### Exercise instructions
a) From the passage on farm drainage research, list the technologies and strategies Kanwar names after the words "These include".
b) Please resume the farm drainage research passage, picking up right after its final sentence.

The goal of the multistate committee’s research is improved drainage management to maintain crop productivity while significantly reducing water quality problems. 

“NCERA-217 has been instrumental in promoting research and information-sharing on new technologies and strategies for agriculture to achieve these goals,” said Kanwar. “These include bioreactors and controlled drainage, living mulch and nutrient management practices.”

The team has helped develop federal USDA Natural Resource Conservation Service standards for several conservation practices, including saturated buffers, a technology that scientists at Iowa State and USDA ARS originated. A saturated buffer reroutes drainage tiles so water enters a vegetated streamside area where plants and soil microorganisms treat and reduce nitrates before it reaches the waterway.

“Our research committee has been a uniquely effective example of working together to minimize problems through sharing knowledge,” Kanwar said. “We’ve had a lot of interest from private industry, agricultural groups and state agencies that have been valuable partners.”

### Data records
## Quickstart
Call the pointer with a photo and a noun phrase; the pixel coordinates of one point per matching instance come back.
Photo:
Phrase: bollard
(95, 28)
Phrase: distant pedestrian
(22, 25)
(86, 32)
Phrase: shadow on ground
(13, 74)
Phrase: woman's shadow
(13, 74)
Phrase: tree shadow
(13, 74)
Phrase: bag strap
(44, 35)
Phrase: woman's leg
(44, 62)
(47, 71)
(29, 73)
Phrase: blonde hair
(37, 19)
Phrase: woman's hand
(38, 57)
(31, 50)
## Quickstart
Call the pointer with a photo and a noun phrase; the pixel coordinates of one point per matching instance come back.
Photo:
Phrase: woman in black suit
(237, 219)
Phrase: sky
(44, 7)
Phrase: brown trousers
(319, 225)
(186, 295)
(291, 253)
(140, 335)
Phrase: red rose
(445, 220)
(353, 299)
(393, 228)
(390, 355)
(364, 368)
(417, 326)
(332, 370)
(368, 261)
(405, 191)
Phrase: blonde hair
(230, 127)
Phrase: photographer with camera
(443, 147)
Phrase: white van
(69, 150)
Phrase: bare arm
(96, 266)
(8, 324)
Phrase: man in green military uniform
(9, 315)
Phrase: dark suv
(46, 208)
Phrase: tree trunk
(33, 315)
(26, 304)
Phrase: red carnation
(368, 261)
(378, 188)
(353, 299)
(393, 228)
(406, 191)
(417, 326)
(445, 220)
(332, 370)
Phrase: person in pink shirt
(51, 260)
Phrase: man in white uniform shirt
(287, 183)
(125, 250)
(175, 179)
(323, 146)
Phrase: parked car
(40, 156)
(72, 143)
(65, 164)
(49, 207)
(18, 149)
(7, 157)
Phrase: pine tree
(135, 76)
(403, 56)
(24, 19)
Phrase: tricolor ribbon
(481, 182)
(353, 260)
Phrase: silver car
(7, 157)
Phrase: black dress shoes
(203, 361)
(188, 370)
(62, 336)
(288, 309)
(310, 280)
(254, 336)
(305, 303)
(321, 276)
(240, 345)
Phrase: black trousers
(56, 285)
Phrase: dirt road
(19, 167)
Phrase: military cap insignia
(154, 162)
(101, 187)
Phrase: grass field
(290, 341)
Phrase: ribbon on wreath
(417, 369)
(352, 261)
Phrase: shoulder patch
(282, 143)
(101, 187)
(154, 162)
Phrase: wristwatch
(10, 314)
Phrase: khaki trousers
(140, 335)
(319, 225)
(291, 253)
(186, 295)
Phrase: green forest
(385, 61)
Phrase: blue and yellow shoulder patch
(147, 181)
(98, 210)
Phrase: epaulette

### Per-task answers
a)
- bioreactors
- controlled drainage
- living mulch
- nutrient management practices

b)
The team has won two awards for multistate extension publications. The most recent, “Questions and Answers about Saturated Buffers for the Midwest,” was co-authored by Jaynes, Tom Isenhart, professor of natural resource ecology and management at Iowa State, Chris Hay, senior environmental scientist at the Iowa Soybean Association, and other researchers.

The group meets annually and has organized educational symposia and field days. Related collaborative efforts include the Transforming Drainage Project, an effort aimed at assessing and developing new water storage practices and technologies for drained agricultural landscapes.

More information on the impacts of NCERA-217’s Multistate Research Committee are at  https://www.nimss.org/projects/16216.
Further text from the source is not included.